→ **Page text**:
__________

The chapters in this book have used a dynamic perspective to move forwards our understanding of how women’s lives are evolving and in what direction, and how the gender dimension of the system of social inequality is changing. They have also linked the micro- and the macro-elements of such changes in a comparative perspective.

Social change has dramatically altered women’s lives in a number of closely linked ways, such as:

  • • The effects of increasing education on postponement of maternity and family formation processes, and the role of education in influencing labour market participation (Gustafsson, Kenjoh and Wetzels, Chapter Four).

  • • The long-term impact of childbearing on women’s lifetime earnings (Joshi and Davies, Chapter Six).

  • • The consequences of relationship dissolution for women (Dewilde, Chapter Five).

  • • Gender differences in the impact of precarious employment on young people, and its association with unemployment (Kurz, Chapter Seven).

  • • The effect of changes in employment, and in particular the large growth in self-employment, on women’s lives. Self-employment, as far as employment law and regulation are concerned, is indeed more vulnerable than employee status (Dex and Smith, Chapter Eight).

__________

→ **What you need to do**:
1/ Rewrite the passage on changing women's lives with "postponement" swapped for "delay". Start at the words "Social change has" and stop after "Wetzels, Chapter Four).".
2/ Extend the passage on changing women's lives, picking up right after its final sentence.

__________

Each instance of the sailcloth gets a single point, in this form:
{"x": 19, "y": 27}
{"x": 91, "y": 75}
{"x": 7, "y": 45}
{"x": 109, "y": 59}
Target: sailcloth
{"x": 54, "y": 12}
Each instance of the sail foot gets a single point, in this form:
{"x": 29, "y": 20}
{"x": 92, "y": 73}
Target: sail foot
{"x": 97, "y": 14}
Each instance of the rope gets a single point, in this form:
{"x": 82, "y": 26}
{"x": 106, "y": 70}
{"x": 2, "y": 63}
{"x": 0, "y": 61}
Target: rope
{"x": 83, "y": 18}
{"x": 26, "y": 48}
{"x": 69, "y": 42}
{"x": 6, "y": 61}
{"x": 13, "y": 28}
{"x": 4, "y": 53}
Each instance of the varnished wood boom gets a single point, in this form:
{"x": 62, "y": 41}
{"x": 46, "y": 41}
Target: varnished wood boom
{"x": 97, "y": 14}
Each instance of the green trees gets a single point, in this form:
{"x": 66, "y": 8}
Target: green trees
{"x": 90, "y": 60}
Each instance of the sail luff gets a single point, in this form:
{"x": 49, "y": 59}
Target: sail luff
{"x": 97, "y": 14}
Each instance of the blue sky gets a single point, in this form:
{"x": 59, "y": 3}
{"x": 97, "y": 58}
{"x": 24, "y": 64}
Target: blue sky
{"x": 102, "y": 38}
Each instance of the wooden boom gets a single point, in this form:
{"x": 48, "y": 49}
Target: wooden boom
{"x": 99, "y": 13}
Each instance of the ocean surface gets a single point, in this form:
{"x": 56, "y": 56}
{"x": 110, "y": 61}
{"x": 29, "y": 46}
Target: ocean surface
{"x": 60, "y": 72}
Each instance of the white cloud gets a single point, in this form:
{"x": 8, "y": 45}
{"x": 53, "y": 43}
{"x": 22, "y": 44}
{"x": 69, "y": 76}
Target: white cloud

__________

→ **Outputs for the tasks**:
1/
Social change has dramatically altered women’s lives in a number of closely linked ways, such as:

  • • The effects of increasing education on delay of maternity and family formation processes, and the role of education in influencing labour market participation (Gustafsson, Kenjoh and Wetzels, Chapter Four).

2/
  • • The relationship between human capital and social capital on participation in the labour market, and on the gender wage gap (Sugihashi and Dale, Chapter Nine).

It is important that the study of the individual life course should not ignore the broader context in which it is embedded. In this volume the authors have discussed the role of macro-change (for example, equal opportunities policies, extending higher education, and redistribution policies), and its impact on women in terms of gender inequalities. For example, Gustafsson, Kenjoh and Wetzels looked at the role of education in influencing the timing of motherhood – differences between countries became apparent that suggest that there are institutional factors that mediate this influence. As Mayer and Tuma state (1990, p 3), “the life course is shaped by, among other things, cultural beliefs about the individual biography, institutionalised sequences of roles and positions, legal age restrictions and decisions of individual actors”.

The empirical results sustain our initial position: that women are probably the most important actors of social change. They have seen their patterns of life and expectations change more fundamentally than those of men. Moreover, their risk of poverty has diversified since the patterns of social exclusion have multiplied.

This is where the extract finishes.